EXERCISE AIM:
Could you reproduce only the material between the lines holding "Accessibility service: describe the location of yellow" and "184,0 -> 199,239", inclusive, with "metal panel" swapped for "steel plate" and nothing else changed?
* Start RECORDS SUPPLIED *
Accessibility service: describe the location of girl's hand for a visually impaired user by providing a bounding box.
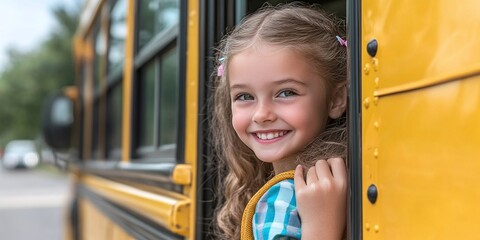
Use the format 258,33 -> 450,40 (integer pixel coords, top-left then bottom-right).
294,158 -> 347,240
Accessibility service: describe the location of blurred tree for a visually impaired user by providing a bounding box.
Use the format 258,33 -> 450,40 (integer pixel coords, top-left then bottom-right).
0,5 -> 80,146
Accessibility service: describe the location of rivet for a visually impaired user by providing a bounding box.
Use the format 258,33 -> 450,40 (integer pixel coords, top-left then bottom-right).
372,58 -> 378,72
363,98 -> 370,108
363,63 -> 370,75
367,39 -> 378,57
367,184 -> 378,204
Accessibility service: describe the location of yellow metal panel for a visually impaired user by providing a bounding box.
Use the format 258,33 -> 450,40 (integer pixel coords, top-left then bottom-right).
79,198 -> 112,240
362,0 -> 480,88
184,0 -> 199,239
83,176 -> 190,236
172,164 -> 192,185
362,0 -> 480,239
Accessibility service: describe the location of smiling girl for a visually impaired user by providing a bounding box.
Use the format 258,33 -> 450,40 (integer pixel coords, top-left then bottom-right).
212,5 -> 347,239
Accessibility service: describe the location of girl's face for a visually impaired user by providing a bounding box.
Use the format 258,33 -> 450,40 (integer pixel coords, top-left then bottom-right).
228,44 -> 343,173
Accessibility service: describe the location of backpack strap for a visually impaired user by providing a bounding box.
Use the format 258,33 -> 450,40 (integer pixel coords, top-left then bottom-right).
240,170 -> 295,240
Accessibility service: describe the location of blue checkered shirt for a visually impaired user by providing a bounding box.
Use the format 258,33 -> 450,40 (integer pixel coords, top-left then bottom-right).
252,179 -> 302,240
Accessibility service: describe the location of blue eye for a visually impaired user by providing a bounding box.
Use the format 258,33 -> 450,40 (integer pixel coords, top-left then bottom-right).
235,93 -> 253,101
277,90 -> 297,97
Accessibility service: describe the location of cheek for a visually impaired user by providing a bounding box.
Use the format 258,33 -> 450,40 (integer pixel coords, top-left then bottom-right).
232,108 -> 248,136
* End RECORDS SUPPLIED *
TASK SOLUTION:
Accessibility service: describe the location of yellow steel plate for a visually impaired user by providing a bounding box.
Use the format 258,33 -> 450,40 (integer pixel coords, top-left then bottom-right).
79,198 -> 112,240
362,0 -> 480,88
184,0 -> 199,239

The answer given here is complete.